(Exercise requirements) Give every line of the items below as a JSON list of strings, one string per line, leaving out blank lines.

================

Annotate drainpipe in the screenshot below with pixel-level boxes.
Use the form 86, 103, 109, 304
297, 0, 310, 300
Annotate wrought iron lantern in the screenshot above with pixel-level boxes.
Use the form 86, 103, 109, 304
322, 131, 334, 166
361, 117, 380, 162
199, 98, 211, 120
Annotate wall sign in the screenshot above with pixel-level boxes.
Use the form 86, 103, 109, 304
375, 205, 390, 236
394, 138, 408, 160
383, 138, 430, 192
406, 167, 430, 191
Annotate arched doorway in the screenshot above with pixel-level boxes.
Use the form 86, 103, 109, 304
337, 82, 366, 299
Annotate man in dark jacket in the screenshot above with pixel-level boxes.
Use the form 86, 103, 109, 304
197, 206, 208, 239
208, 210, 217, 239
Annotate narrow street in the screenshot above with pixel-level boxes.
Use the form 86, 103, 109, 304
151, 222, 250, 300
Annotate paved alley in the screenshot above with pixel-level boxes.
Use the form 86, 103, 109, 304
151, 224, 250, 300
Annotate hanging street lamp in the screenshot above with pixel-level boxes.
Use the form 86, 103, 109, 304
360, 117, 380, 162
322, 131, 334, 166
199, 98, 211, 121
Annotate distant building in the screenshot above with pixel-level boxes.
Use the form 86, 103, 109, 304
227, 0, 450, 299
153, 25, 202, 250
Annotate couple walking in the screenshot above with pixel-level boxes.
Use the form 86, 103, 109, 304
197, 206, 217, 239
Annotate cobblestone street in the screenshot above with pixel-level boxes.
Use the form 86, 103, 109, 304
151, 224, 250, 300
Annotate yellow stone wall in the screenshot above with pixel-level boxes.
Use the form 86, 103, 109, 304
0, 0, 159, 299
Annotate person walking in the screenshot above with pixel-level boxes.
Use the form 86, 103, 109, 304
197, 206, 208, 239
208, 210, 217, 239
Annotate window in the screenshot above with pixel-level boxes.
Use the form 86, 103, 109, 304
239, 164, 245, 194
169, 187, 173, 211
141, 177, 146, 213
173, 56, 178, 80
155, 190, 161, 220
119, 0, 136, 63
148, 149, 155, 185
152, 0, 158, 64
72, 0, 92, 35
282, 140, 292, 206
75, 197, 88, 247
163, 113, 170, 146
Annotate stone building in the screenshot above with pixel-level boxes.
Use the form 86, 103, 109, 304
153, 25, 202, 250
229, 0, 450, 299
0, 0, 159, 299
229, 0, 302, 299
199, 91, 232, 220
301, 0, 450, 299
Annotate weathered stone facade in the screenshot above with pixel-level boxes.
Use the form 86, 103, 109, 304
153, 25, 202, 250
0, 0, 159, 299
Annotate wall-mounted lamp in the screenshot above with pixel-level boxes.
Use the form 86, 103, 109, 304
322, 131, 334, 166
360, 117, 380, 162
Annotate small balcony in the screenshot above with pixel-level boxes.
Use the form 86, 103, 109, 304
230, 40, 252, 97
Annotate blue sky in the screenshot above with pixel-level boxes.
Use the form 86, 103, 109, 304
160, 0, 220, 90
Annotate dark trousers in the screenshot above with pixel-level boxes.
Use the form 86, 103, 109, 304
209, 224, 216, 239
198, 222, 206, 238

================

(Task result)
[
  "Annotate drainpipe in the screenshot below with pixel-level boxes.",
  "Use the form 86, 103, 109, 304",
  "297, 0, 310, 300",
  "Annotate wrought iron lantern in the screenshot above with pixel-level boxes.",
  "Use the form 86, 103, 109, 304",
  "322, 131, 334, 166",
  "361, 117, 380, 162",
  "199, 98, 211, 120",
  "Annotate wall sign in the screenshot above with pixel-level boxes.",
  "Use the form 86, 103, 109, 304",
  "375, 205, 390, 236",
  "394, 138, 408, 160",
  "383, 138, 430, 192",
  "406, 167, 430, 191",
  "Annotate arched doorway in the screenshot above with pixel-level boxes.",
  "Use the form 86, 103, 109, 304",
  "337, 82, 366, 299",
  "Annotate man in dark jacket in the screenshot above with pixel-level boxes.",
  "Use the form 86, 103, 109, 304",
  "197, 206, 208, 239",
  "208, 210, 217, 239",
  "Annotate narrow street in the screenshot above with pixel-level boxes.",
  "Use the form 86, 103, 109, 304",
  "151, 222, 250, 300",
  "Annotate paved alley in the screenshot above with pixel-level boxes.",
  "Use the form 86, 103, 109, 304",
  "151, 224, 250, 300",
  "Annotate hanging street lamp in the screenshot above with pixel-level boxes.",
  "Use the form 86, 103, 109, 304",
  "360, 117, 380, 162",
  "322, 131, 334, 166",
  "199, 98, 211, 121",
  "Annotate distant building in the screenshot above with pixel-level boxes.",
  "Use the form 86, 103, 109, 304",
  "227, 0, 450, 299",
  "153, 25, 202, 250",
  "Annotate couple walking in the screenshot above with pixel-level boxes.",
  "Use the form 86, 103, 109, 304",
  "197, 206, 217, 239",
  "Annotate cobblestone street in the screenshot above with pixel-level boxes.",
  "Use the form 86, 103, 109, 304",
  "151, 224, 250, 300",
  "Annotate yellow stone wall in the screenshot above with pixel-level boxes.",
  "Use the form 86, 103, 109, 304",
  "0, 0, 159, 299",
  "Annotate person walking in the screenshot above with pixel-level boxes.",
  "Use the form 86, 103, 109, 304",
  "197, 206, 208, 239",
  "208, 210, 217, 239",
  "Annotate window in the screenshot above with pixel-level boxes.",
  "Use the form 86, 103, 109, 304",
  "239, 164, 245, 194",
  "169, 187, 173, 211",
  "141, 177, 146, 213",
  "173, 56, 178, 80",
  "155, 190, 161, 220",
  "119, 0, 136, 63",
  "148, 149, 155, 185",
  "152, 0, 158, 64",
  "72, 0, 92, 35",
  "282, 140, 292, 206",
  "75, 197, 88, 247",
  "163, 113, 170, 146",
  "Annotate stone building in the screenshot above with pixel-level boxes.",
  "Use the form 86, 103, 109, 304",
  "153, 25, 202, 250",
  "229, 0, 450, 299",
  "0, 0, 159, 299",
  "229, 0, 302, 299",
  "199, 91, 232, 220",
  "301, 0, 450, 299",
  "Annotate weathered stone facade in the screenshot above with pixel-level boxes.",
  "Use the form 86, 103, 109, 304",
  "153, 25, 202, 250",
  "0, 0, 159, 299",
  "Annotate wall-mounted lamp in the screenshot above with pixel-level boxes.",
  "Use the form 86, 103, 109, 304",
  "322, 131, 334, 166",
  "360, 117, 380, 162",
  "Annotate small balcony in the screenshot above with pixel-level boxes.",
  "Use the form 86, 103, 109, 304",
  "230, 40, 252, 97",
  "Annotate blue sky in the screenshot above with pixel-level boxes.",
  "Use the form 86, 103, 109, 304",
  "160, 0, 220, 90",
  "Annotate dark trousers in the screenshot above with pixel-level boxes.",
  "Use the form 86, 103, 109, 304",
  "209, 224, 216, 239",
  "198, 222, 206, 238"
]